» Set problem A
Gather every line of the records below that contains the string "eyebrow" and copy each one. Case counts.

» Text block
--

Bug 150971 - RHEL 4 smp kernel has memory leak, eventually causes OOM kills
Summary: RHEL 4 smp kernel has memory leak, eventually causes OOM kills
Keywords:
Status: CLOSED NOTABUG
Alias: None
Product: Red Hat Enterprise Linux 4
Classification: Red Hat
Component: kernel
Version: 4.0
Hardware: All
OS: Linux
medium
high
Target Milestone: ---
: ---
Assignee: Larry Woodman
QA Contact: Brian Brock
URL:
Whiteboard:
Depends On:
Blocks:
TreeView+ depends on / blocked
 
Reported: 2005-03-13 04:41 UTC by Dave Miller
Modified: 2007-11-30 22:07 UTC (History)
8 users (show)

Fixed In Version:
Doc Type: Bug Fix
Doc Text:
Clone Of:
Environment:
Last Closed: 2005-11-16 18:36:02 UTC
Target Upstream Version:
Embargoed:


Attachments (Terms of Use)
oom-killer logs from all incidents to-date (354.56 KB, text/plain)
2005-03-13 04:46 UTC, Dave Miller
no flags Details
slabinfo during low lowmem period (13.58 KB, text/plain)
2005-03-22 21:06 UTC, Dave Miller
no flags Details
AltSysRq+M and slabinfo (15.64 KB, text/plain)
2005-03-23 18:36 UTC, Dave Miller
no flags Details
output from /proc/slabinfo during fit of low memory (13.06 KB, text/plain)

--

» Dataset extract
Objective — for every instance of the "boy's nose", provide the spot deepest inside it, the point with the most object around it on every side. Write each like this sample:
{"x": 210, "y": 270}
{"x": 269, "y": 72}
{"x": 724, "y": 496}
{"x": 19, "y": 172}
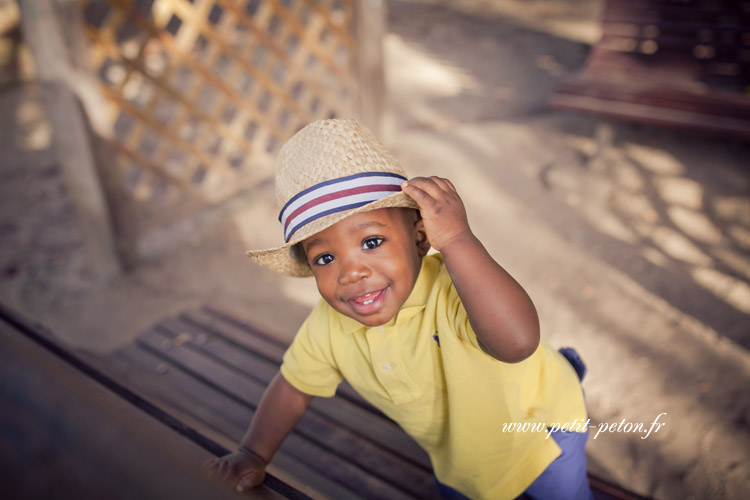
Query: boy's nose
{"x": 352, "y": 271}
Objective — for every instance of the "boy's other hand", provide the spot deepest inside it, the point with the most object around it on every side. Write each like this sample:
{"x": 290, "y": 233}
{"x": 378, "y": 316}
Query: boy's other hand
{"x": 442, "y": 210}
{"x": 243, "y": 468}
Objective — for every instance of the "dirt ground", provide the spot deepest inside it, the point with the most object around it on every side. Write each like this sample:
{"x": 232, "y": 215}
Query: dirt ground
{"x": 634, "y": 242}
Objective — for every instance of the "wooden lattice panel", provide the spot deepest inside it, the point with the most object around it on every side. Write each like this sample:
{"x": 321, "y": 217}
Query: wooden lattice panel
{"x": 202, "y": 93}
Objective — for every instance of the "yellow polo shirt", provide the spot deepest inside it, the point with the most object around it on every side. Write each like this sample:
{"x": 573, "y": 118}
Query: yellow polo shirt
{"x": 424, "y": 369}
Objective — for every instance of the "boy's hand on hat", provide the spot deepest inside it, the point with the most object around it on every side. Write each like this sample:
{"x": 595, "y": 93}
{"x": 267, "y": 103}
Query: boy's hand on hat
{"x": 442, "y": 209}
{"x": 243, "y": 469}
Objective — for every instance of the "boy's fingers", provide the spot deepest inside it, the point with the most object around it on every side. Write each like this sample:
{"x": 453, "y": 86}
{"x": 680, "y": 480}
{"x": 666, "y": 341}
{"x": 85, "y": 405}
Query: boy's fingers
{"x": 250, "y": 480}
{"x": 418, "y": 194}
{"x": 447, "y": 184}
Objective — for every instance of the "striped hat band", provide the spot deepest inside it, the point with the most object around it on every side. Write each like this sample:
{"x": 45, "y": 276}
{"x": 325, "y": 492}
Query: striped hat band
{"x": 336, "y": 195}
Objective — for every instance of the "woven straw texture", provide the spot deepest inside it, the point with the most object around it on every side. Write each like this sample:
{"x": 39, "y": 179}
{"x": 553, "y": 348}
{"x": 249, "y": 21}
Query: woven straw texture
{"x": 322, "y": 151}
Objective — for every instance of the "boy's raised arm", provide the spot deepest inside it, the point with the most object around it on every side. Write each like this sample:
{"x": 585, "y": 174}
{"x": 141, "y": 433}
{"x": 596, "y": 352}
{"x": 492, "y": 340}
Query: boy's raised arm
{"x": 279, "y": 410}
{"x": 501, "y": 313}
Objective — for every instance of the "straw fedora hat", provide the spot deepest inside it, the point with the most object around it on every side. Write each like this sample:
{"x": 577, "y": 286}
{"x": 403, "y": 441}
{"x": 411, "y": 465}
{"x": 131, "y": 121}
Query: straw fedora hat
{"x": 327, "y": 171}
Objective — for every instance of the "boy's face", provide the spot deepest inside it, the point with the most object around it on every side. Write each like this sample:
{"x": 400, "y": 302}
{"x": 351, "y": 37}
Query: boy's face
{"x": 366, "y": 265}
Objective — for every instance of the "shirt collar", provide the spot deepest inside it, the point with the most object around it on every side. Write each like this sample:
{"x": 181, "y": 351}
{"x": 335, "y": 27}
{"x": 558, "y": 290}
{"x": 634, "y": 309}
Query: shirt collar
{"x": 414, "y": 304}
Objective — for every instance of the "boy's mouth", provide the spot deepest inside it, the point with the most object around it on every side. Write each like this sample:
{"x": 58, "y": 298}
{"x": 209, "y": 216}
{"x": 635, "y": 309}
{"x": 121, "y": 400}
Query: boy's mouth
{"x": 369, "y": 302}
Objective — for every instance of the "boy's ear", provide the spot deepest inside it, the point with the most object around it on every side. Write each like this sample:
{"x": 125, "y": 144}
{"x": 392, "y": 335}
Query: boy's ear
{"x": 423, "y": 244}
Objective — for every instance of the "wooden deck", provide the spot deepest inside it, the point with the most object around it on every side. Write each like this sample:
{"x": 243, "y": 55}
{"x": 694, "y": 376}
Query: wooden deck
{"x": 210, "y": 369}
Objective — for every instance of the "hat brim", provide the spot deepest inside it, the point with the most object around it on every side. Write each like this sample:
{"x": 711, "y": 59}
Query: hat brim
{"x": 281, "y": 260}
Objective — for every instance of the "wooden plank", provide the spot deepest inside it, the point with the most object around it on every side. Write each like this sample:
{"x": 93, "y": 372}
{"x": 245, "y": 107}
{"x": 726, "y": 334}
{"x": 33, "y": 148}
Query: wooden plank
{"x": 58, "y": 430}
{"x": 346, "y": 414}
{"x": 370, "y": 26}
{"x": 216, "y": 414}
{"x": 317, "y": 425}
{"x": 42, "y": 32}
{"x": 233, "y": 329}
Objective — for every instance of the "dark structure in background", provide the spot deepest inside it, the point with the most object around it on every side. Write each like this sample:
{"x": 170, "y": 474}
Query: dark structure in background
{"x": 677, "y": 63}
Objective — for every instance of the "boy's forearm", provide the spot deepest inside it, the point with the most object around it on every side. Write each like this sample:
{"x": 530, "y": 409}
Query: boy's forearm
{"x": 280, "y": 408}
{"x": 501, "y": 313}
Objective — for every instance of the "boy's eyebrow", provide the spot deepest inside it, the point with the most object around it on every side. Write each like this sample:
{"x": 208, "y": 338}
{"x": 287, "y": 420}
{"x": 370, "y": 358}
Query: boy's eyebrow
{"x": 307, "y": 245}
{"x": 367, "y": 225}
{"x": 311, "y": 243}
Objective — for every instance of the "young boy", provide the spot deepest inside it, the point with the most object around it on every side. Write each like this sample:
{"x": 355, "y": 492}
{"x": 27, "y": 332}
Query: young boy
{"x": 446, "y": 345}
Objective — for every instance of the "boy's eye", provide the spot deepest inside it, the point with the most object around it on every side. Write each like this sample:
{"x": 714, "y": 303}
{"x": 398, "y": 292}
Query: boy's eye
{"x": 371, "y": 243}
{"x": 324, "y": 259}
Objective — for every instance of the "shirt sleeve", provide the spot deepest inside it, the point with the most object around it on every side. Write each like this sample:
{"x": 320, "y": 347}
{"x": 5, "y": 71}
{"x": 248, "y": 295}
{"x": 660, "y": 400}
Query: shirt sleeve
{"x": 308, "y": 364}
{"x": 456, "y": 314}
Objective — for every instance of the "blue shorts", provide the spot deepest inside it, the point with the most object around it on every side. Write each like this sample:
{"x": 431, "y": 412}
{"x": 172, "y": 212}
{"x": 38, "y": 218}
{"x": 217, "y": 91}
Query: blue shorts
{"x": 564, "y": 479}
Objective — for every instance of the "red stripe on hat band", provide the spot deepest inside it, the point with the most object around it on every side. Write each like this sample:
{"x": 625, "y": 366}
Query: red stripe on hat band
{"x": 340, "y": 194}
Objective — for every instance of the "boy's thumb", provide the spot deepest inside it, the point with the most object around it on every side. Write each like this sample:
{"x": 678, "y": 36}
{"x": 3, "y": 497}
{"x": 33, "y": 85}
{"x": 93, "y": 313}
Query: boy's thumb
{"x": 249, "y": 481}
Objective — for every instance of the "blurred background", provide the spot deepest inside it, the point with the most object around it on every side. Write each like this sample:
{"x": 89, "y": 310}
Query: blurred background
{"x": 601, "y": 147}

--

» Set problem B
Summarize the bug report in two sentences.

» Correct answer A
Objective — for every instance of the "boy's eyebrow", provide the spot deepest inside it, the point with the most object around it on every side. Write each like this sample:
Query: boy's eyebrow

» Correct answer B
Bug 150971, filed by Dave Miller on 2005-03-13 against the kernel component of Red Hat Enterprise Linux 4, reports that the RHEL 4 smp kernel has a memory leak that eventually causes OOM kills. The bug is assigned to Larry Woodman, carries the status CLOSED NOTABUG, and has attachments that include oom-killer logs and slabinfo output captured during low-memory periods.